**Exercise brief**
Without including any pictures, return the records below exactly as written.

**Information provided**
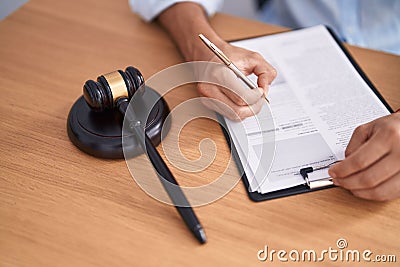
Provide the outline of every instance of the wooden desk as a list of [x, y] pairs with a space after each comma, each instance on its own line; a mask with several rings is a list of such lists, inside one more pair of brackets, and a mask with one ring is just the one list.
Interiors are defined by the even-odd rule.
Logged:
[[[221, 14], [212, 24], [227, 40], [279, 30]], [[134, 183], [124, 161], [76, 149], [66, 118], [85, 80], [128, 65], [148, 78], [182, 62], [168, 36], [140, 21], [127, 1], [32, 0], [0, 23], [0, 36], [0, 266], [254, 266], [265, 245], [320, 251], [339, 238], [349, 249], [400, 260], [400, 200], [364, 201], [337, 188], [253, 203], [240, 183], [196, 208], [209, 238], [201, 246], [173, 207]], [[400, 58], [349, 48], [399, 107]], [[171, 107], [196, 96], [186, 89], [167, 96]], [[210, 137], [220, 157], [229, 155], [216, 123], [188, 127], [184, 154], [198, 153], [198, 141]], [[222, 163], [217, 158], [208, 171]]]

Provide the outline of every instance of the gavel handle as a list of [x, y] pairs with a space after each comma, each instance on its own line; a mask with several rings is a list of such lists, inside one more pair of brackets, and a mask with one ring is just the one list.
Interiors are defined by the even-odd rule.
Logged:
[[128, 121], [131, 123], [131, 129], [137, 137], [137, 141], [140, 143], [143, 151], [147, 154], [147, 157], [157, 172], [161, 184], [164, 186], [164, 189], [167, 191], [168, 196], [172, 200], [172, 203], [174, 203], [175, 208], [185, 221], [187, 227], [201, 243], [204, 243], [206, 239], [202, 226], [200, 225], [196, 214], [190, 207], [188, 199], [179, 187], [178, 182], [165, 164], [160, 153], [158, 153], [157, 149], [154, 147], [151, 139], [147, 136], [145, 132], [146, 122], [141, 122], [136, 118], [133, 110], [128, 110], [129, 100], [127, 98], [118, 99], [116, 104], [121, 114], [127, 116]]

**Answer section**
Provide the outline of every instance of the wooden desk as a list of [x, y] pairs with a space after each comma, each instance on its own line; a mask with several rings is a list of such lists, inside one more pair of brackets, and a mask with one ring is just the one list.
Interiors are defined by the even-odd rule.
Logged:
[[[221, 14], [212, 24], [227, 40], [279, 30]], [[134, 183], [124, 161], [76, 149], [66, 118], [85, 80], [128, 65], [148, 78], [182, 62], [168, 36], [140, 21], [127, 1], [32, 0], [0, 23], [0, 36], [0, 266], [254, 266], [265, 245], [320, 251], [339, 238], [349, 249], [400, 260], [400, 200], [364, 201], [337, 188], [253, 203], [240, 183], [196, 208], [209, 238], [201, 246], [173, 207]], [[400, 58], [349, 48], [399, 107]], [[171, 107], [196, 96], [186, 89], [167, 96]], [[210, 137], [220, 157], [229, 155], [216, 123], [188, 127], [184, 154], [198, 153], [198, 141]], [[222, 163], [217, 158], [208, 171]]]

Provide the outline of every instance of the gavel handle as a list of [x, y] pairs with a space after each comma, each instance on its own line; a mask with several rings is a list of such lists, inside one more pair of brackets, and a mask with one ring is just the one list.
Interiors are defined by the even-odd rule.
Logged:
[[128, 121], [131, 123], [131, 129], [137, 137], [137, 141], [140, 143], [143, 151], [147, 154], [147, 157], [157, 172], [161, 184], [164, 186], [164, 189], [167, 191], [168, 196], [172, 200], [172, 203], [174, 203], [175, 208], [185, 221], [187, 227], [201, 243], [204, 243], [206, 239], [202, 226], [200, 225], [196, 214], [190, 207], [188, 199], [179, 187], [178, 182], [165, 164], [160, 153], [158, 153], [157, 149], [154, 147], [151, 139], [147, 136], [145, 132], [146, 122], [141, 122], [136, 118], [133, 110], [128, 110], [129, 100], [127, 98], [118, 99], [116, 104], [121, 114], [127, 116]]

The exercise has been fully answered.